## Aim of the task
Copy the records below verbatim, from the first line through the line containing "of the chair", inclusive, and output nothing else.

==== Data for this task

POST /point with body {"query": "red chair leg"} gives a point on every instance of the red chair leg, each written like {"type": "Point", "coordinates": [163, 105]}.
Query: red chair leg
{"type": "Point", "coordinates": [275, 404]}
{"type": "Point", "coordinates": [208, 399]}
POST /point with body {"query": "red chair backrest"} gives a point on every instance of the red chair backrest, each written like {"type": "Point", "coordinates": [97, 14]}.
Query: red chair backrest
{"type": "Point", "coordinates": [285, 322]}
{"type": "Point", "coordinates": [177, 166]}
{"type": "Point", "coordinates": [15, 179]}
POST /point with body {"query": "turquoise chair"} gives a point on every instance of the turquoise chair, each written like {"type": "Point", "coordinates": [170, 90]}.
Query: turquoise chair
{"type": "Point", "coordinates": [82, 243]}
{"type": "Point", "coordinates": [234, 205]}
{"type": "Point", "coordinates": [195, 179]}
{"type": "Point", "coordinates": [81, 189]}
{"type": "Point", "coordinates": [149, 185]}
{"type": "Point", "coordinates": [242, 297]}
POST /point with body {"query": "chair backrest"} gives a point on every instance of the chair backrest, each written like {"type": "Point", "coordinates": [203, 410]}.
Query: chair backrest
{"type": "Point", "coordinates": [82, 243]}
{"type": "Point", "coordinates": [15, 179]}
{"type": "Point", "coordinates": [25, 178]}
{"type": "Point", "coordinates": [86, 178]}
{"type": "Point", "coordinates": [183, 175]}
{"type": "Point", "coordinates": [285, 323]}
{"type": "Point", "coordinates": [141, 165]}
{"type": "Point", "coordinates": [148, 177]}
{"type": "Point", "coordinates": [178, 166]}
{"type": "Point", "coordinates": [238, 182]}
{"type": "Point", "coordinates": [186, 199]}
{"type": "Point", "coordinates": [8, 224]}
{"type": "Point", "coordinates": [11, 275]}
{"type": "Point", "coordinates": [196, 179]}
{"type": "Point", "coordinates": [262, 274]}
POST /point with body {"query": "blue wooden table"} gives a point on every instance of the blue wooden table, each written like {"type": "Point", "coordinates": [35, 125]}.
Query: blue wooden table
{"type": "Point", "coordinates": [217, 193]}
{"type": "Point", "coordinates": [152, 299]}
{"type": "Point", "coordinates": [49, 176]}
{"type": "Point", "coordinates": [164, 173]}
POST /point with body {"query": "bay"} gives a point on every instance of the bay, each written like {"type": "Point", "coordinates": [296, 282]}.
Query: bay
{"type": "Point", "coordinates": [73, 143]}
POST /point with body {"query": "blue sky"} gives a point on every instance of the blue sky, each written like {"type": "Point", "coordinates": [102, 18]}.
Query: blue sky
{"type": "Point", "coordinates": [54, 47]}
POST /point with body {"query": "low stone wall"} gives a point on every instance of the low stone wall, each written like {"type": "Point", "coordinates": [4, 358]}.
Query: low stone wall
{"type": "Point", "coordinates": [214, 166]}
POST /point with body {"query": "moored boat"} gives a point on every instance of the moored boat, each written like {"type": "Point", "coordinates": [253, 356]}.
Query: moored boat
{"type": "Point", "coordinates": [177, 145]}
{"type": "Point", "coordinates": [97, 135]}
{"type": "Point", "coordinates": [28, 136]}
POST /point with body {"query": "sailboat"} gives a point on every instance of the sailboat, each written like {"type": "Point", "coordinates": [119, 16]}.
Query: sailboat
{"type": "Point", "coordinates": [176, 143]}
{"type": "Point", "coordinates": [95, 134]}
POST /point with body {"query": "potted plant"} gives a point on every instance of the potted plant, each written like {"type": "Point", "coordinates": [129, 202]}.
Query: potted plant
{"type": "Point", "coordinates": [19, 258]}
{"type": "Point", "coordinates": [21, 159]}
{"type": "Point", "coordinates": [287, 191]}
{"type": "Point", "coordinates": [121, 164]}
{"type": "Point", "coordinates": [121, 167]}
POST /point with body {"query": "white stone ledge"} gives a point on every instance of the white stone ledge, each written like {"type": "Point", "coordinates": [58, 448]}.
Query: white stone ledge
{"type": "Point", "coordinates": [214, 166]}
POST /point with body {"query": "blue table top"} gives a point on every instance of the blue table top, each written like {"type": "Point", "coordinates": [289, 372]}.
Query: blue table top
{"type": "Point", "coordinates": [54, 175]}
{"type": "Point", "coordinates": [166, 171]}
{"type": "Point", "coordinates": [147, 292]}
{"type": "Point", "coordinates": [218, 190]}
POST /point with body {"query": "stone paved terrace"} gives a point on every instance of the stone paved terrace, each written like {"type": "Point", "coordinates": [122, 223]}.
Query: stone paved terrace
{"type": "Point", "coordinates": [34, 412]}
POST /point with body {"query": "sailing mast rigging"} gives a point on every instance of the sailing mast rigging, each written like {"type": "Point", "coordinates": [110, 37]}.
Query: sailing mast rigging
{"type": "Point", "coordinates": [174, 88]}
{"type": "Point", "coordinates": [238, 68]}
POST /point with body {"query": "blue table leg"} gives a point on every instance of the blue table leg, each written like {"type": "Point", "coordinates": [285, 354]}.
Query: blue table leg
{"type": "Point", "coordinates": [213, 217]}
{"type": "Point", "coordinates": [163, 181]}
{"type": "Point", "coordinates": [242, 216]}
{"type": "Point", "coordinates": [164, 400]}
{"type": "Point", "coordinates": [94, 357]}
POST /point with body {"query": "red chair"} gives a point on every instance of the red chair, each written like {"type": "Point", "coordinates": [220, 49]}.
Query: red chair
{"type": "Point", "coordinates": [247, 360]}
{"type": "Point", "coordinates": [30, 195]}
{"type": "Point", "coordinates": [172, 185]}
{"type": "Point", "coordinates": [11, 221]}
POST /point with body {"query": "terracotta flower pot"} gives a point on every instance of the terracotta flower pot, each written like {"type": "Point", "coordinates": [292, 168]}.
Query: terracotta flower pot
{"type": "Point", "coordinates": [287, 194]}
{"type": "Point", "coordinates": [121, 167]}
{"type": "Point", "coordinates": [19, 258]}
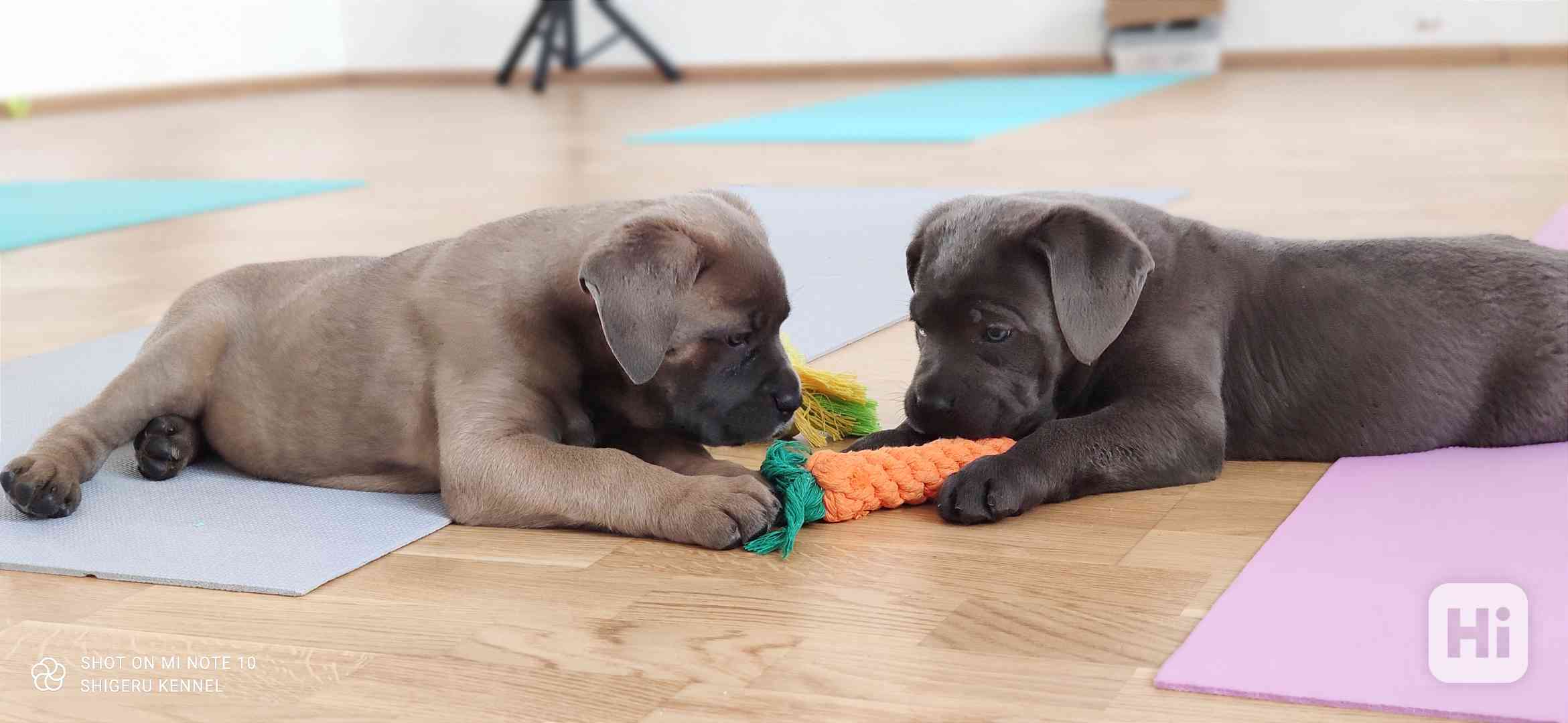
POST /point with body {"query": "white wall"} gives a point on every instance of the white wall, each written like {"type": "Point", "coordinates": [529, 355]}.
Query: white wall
{"type": "Point", "coordinates": [68, 46]}
{"type": "Point", "coordinates": [476, 33]}
{"type": "Point", "coordinates": [1326, 24]}
{"type": "Point", "coordinates": [63, 46]}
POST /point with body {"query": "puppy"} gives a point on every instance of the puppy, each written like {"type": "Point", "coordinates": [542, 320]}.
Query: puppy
{"type": "Point", "coordinates": [557, 369]}
{"type": "Point", "coordinates": [1128, 349]}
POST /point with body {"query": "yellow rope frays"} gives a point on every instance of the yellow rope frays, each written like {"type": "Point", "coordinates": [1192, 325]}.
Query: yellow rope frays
{"type": "Point", "coordinates": [833, 405]}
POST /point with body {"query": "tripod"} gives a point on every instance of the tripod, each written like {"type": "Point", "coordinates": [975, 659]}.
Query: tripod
{"type": "Point", "coordinates": [559, 17]}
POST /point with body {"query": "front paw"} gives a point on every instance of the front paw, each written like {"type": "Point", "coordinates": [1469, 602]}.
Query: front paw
{"type": "Point", "coordinates": [990, 488]}
{"type": "Point", "coordinates": [888, 438]}
{"type": "Point", "coordinates": [722, 511]}
{"type": "Point", "coordinates": [42, 488]}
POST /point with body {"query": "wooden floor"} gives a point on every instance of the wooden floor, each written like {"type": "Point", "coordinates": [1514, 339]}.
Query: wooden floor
{"type": "Point", "coordinates": [1062, 614]}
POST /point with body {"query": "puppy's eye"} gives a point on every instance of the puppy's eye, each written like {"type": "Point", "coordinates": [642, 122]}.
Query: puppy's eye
{"type": "Point", "coordinates": [998, 335]}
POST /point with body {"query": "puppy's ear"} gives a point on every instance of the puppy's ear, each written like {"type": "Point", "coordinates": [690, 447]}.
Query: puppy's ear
{"type": "Point", "coordinates": [912, 256]}
{"type": "Point", "coordinates": [1096, 275]}
{"type": "Point", "coordinates": [638, 275]}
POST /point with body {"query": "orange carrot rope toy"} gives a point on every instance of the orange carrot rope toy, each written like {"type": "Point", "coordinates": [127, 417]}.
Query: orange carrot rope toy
{"type": "Point", "coordinates": [847, 485]}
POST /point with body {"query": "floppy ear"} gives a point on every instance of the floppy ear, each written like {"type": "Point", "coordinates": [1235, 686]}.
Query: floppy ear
{"type": "Point", "coordinates": [638, 275]}
{"type": "Point", "coordinates": [912, 256]}
{"type": "Point", "coordinates": [1096, 275]}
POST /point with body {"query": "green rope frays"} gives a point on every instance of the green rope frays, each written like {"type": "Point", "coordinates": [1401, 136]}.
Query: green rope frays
{"type": "Point", "coordinates": [784, 468]}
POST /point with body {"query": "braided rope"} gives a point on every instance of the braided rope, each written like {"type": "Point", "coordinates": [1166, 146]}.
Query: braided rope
{"type": "Point", "coordinates": [855, 483]}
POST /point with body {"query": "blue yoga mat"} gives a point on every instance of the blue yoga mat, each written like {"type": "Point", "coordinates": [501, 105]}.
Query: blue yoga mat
{"type": "Point", "coordinates": [944, 112]}
{"type": "Point", "coordinates": [35, 212]}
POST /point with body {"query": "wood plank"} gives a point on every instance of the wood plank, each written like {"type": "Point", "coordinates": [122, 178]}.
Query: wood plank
{"type": "Point", "coordinates": [1019, 626]}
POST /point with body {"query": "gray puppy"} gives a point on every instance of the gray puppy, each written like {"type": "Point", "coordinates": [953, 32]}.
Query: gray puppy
{"type": "Point", "coordinates": [1129, 349]}
{"type": "Point", "coordinates": [555, 369]}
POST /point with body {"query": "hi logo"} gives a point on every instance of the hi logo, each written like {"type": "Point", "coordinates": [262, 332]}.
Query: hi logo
{"type": "Point", "coordinates": [49, 673]}
{"type": "Point", "coordinates": [1478, 633]}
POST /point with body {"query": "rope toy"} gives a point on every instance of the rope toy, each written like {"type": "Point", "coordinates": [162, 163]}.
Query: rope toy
{"type": "Point", "coordinates": [838, 487]}
{"type": "Point", "coordinates": [831, 405]}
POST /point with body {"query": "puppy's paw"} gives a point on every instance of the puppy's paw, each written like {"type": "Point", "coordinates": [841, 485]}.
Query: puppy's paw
{"type": "Point", "coordinates": [165, 446]}
{"type": "Point", "coordinates": [888, 438]}
{"type": "Point", "coordinates": [42, 488]}
{"type": "Point", "coordinates": [722, 511]}
{"type": "Point", "coordinates": [989, 488]}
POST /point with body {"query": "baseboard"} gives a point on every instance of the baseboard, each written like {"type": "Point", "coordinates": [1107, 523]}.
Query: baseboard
{"type": "Point", "coordinates": [1398, 57]}
{"type": "Point", "coordinates": [184, 92]}
{"type": "Point", "coordinates": [1305, 58]}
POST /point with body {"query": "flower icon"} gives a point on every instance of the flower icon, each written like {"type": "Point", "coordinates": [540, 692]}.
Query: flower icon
{"type": "Point", "coordinates": [49, 673]}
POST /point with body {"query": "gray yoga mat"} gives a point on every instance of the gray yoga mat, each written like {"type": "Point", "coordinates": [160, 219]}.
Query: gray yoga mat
{"type": "Point", "coordinates": [209, 528]}
{"type": "Point", "coordinates": [843, 253]}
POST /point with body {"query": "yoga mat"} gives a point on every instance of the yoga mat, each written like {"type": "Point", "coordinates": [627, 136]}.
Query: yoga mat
{"type": "Point", "coordinates": [1556, 231]}
{"type": "Point", "coordinates": [941, 112]}
{"type": "Point", "coordinates": [209, 528]}
{"type": "Point", "coordinates": [35, 212]}
{"type": "Point", "coordinates": [1335, 607]}
{"type": "Point", "coordinates": [843, 253]}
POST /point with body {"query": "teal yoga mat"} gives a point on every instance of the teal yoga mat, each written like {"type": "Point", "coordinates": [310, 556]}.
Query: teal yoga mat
{"type": "Point", "coordinates": [943, 112]}
{"type": "Point", "coordinates": [44, 211]}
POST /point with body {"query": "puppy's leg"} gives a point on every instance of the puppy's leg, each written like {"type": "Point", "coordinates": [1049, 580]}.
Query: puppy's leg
{"type": "Point", "coordinates": [678, 455]}
{"type": "Point", "coordinates": [1165, 428]}
{"type": "Point", "coordinates": [899, 436]}
{"type": "Point", "coordinates": [502, 466]}
{"type": "Point", "coordinates": [167, 377]}
{"type": "Point", "coordinates": [167, 446]}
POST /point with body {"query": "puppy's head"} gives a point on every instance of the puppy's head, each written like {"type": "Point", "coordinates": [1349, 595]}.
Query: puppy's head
{"type": "Point", "coordinates": [1010, 292]}
{"type": "Point", "coordinates": [691, 301]}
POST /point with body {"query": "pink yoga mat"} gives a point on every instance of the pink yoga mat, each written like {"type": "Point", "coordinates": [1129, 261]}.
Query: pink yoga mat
{"type": "Point", "coordinates": [1335, 607]}
{"type": "Point", "coordinates": [1341, 607]}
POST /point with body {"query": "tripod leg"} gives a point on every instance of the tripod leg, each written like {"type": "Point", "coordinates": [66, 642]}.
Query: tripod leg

========

## Solution to this exercise
POST /point with body {"query": "red chair leg"} gives a point on every instance of the red chair leg, each written like {"type": "Point", "coordinates": [163, 105]}.
Query: red chair leg
{"type": "Point", "coordinates": [275, 404]}
{"type": "Point", "coordinates": [208, 399]}
POST /point with body {"query": "red chair backrest"} gives a point on every instance of the red chair backrest, each written like {"type": "Point", "coordinates": [97, 14]}.
Query: red chair backrest
{"type": "Point", "coordinates": [285, 322]}
{"type": "Point", "coordinates": [177, 166]}
{"type": "Point", "coordinates": [15, 179]}
POST /point with body {"query": "turquoise chair"} gives a point on every instance of the turquoise chair, each written like {"type": "Point", "coordinates": [170, 90]}.
Query: turquoise chair
{"type": "Point", "coordinates": [82, 243]}
{"type": "Point", "coordinates": [234, 205]}
{"type": "Point", "coordinates": [195, 179]}
{"type": "Point", "coordinates": [81, 189]}
{"type": "Point", "coordinates": [149, 185]}
{"type": "Point", "coordinates": [242, 297]}
POST /point with body {"query": "chair backrest"} gives a point on every instance of the chair backrest, each written like {"type": "Point", "coordinates": [203, 410]}.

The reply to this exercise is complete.